Activity list ▸
1) Answer these questions about the blog post on unanswered prayer, one line each:
(a) What Bible reference does the post give for Jesus's words "You will have trouble"?
(b) According to the post, what is God's goal for your life?
(c) What date appears at the top of the post?
2) Please reproduce word for word the part of the blog post on unanswered prayer between "Contrary to the" and "way we want.", inclusive.
3) Carry on the blog post on unanswered prayer, starting right after its final sentence.

Wednesday, 15 April 2009

Why doesn't God answer my prayers?

#3: Life’s tough

Please don’t hear this as an uncompassionate explanation. I’d be very slow to use this in response to a complex & difficult pastoral situation, but our expectations have a huge bearing on how we respond to unanswered prayer.

Contrary to the beliefs of my youth group, I wasn’t alive in the 19th Century, but from my limited grasp of history it appears that people used to expect life to be difficult, demanding & problem-filled. Today we presume life is wrapped in cotton-wool, that the silver spoon should always be close at hand, and whilst we would endure some small mishaps along the way, we generally feel hard done by when life doesn’t pan out the way we want.

When tough times come we can feel as if God has robbed us of our deserved happiness. And despite advances in technology & medical treatment we must remember that it’s normal to have problems, get sick, have financial difficulties & wrestle with fractured relationships. Jesus promises His disciples that “You will have trouble” (John 16:33), but nobody sticks that on the car bumper or the banner at the front of church.

God’s goal for your life is not to make you happy. It is to make you holy. Life is tough, but surely that should make us all the more grateful for the abundant daily blessings of our Lord & prevent us from blaming Him for what is simply the reality of existence in a messed up planet. As Christians our ultimate hope is not set in a succession of deliveries from human affliction, but a deepening relationship with the eternal God of this Universe.

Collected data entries
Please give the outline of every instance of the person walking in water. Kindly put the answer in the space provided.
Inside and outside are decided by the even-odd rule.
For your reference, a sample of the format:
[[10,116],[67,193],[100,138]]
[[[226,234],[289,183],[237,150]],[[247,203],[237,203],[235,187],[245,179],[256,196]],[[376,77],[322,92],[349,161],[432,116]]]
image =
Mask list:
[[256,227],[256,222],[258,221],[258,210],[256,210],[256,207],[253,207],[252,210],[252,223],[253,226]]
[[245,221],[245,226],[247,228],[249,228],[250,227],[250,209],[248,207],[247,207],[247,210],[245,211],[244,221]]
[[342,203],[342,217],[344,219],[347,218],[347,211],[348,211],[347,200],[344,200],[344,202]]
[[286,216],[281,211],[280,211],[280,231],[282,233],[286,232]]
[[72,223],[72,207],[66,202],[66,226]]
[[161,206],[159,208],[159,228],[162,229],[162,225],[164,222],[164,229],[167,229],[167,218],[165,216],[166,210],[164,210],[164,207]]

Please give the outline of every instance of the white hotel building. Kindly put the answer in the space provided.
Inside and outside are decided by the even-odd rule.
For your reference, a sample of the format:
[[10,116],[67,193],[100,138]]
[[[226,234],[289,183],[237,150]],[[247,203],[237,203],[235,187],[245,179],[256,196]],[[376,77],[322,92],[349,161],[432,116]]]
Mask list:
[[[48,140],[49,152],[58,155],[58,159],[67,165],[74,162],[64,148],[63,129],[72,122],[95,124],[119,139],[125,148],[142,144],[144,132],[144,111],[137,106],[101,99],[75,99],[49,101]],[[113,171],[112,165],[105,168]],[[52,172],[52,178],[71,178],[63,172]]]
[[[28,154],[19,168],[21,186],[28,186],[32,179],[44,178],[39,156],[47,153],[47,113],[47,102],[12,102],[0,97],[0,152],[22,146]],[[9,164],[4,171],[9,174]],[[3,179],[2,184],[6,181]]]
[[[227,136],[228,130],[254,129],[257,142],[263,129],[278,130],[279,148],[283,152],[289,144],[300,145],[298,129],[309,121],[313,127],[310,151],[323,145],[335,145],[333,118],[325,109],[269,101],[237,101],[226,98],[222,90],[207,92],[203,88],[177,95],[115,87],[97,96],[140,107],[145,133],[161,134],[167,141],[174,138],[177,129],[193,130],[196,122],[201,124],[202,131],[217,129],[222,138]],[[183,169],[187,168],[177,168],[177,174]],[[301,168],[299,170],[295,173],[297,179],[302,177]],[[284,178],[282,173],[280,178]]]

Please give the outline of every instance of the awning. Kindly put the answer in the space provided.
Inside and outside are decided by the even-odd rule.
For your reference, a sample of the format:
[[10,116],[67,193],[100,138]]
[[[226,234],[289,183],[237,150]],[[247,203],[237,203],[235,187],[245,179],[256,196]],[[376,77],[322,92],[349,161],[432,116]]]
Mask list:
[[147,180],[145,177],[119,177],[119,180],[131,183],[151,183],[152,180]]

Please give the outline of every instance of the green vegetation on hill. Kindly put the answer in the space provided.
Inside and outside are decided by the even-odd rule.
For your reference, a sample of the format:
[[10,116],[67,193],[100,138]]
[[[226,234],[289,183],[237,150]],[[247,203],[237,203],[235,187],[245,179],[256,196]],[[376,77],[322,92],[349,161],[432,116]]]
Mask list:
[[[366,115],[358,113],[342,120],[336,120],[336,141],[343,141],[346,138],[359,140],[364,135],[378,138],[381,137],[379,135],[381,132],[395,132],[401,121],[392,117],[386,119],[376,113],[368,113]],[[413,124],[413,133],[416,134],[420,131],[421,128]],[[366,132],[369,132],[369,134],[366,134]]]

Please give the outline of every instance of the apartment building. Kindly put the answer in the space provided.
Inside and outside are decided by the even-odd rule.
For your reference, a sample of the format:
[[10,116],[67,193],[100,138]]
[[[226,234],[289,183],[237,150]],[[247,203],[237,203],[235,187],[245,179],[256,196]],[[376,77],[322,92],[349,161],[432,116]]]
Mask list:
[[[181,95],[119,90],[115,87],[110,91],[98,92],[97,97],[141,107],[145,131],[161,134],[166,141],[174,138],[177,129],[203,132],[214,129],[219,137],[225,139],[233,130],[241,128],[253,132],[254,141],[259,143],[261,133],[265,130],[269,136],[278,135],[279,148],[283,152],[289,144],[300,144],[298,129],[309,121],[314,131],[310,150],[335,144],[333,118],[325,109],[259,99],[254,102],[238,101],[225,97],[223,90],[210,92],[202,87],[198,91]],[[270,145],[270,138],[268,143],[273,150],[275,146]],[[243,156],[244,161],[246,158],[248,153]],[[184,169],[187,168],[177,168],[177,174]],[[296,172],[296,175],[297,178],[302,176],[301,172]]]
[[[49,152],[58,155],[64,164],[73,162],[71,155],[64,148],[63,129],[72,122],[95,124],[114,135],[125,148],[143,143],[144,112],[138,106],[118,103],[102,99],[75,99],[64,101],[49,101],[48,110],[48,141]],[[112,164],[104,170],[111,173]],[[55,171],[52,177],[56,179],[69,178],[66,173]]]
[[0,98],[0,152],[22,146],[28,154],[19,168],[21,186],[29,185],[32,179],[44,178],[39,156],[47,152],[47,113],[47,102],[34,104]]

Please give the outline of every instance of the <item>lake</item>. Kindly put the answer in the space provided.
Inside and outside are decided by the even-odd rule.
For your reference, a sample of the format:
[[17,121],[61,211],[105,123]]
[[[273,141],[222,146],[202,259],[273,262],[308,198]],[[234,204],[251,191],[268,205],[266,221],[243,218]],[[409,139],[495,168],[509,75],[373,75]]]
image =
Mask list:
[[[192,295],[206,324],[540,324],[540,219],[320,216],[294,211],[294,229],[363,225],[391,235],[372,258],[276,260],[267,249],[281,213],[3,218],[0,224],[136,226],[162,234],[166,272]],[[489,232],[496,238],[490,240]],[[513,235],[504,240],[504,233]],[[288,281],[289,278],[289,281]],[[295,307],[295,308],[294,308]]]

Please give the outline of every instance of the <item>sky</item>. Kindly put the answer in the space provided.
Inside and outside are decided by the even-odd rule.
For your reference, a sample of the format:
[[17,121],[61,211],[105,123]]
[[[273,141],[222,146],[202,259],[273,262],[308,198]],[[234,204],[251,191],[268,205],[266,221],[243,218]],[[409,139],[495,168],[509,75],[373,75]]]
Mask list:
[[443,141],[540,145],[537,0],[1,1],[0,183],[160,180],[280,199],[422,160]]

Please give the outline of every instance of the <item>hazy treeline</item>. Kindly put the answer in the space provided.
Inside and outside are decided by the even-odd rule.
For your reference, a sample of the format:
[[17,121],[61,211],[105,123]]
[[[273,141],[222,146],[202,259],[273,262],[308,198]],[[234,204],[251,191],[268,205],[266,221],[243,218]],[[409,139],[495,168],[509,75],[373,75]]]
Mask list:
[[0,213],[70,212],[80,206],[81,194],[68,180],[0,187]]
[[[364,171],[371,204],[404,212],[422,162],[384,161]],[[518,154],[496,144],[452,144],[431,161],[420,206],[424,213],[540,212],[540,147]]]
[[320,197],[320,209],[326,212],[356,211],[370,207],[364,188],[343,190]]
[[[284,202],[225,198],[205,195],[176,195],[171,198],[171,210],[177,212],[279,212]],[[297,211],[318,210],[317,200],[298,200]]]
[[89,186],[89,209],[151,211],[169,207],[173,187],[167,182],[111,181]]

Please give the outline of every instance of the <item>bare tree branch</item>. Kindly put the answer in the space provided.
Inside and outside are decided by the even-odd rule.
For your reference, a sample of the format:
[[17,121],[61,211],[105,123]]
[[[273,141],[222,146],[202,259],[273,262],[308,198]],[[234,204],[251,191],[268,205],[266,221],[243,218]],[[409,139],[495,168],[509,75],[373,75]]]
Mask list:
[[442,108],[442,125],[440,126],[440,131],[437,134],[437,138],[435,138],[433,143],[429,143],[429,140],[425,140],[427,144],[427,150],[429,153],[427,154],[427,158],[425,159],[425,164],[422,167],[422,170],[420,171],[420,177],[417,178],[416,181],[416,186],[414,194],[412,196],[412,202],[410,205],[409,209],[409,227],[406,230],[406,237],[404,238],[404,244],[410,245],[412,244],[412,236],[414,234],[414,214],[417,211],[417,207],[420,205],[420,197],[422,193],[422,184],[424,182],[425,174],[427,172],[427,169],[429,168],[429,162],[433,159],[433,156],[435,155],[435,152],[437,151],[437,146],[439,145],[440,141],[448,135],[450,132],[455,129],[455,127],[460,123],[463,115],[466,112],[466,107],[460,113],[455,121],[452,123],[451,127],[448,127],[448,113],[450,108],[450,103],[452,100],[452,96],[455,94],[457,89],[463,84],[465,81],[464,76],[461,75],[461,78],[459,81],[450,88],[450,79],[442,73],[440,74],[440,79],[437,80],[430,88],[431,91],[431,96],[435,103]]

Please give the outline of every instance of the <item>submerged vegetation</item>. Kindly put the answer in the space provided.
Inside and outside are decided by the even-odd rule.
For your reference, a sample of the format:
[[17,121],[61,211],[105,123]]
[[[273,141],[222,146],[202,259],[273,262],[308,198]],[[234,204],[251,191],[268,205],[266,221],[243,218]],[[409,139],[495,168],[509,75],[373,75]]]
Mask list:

Answers to the exercises ▸
1)
(a) John 16:33
(b) To make you holy, not to make you happy.
(c) Wednesday, 15 April 2009

2)
Contrary to the beliefs of my youth group, I wasn’t alive in the 19th Century, but from my limited grasp of history it appears that people used to expect life to be difficult, demanding & problem-filled. Today we presume life is wrapped in cotton-wool, that the silver spoon should always be close at hand, and whilst we would endure some small mishaps along the way, we generally feel hard done by when life doesn’t pan out the way we want.

3)
Peter was aware of it this, “Do not be surprised at the painful trial you are suffering, as if something strange were happening to you” (1 Peter 4:12). And Paul was braver than I could ever dare to be when he prayed, “to know Christ & the power of His resurrection, and the fellowship of sharing in His sufferings, becoming like Him in death” (Philippians 3:10).

Pete Greig summarises this better than I ever could, “Perhaps we should accept what older people and poorer people and many of those with disabilities already know: Things are probably going to be very difficult today & just as hard tomorrow. Maybe by adjusting our expectations we can reduce the sense of disappointment, isolation & unfairness riding on the back of unanswered prayer... when such times come, we should feel a little less outrage & a lot more hope because Jesus, who went through similar struggles, predicted that we would have them & promised to be with us in the midst of them.”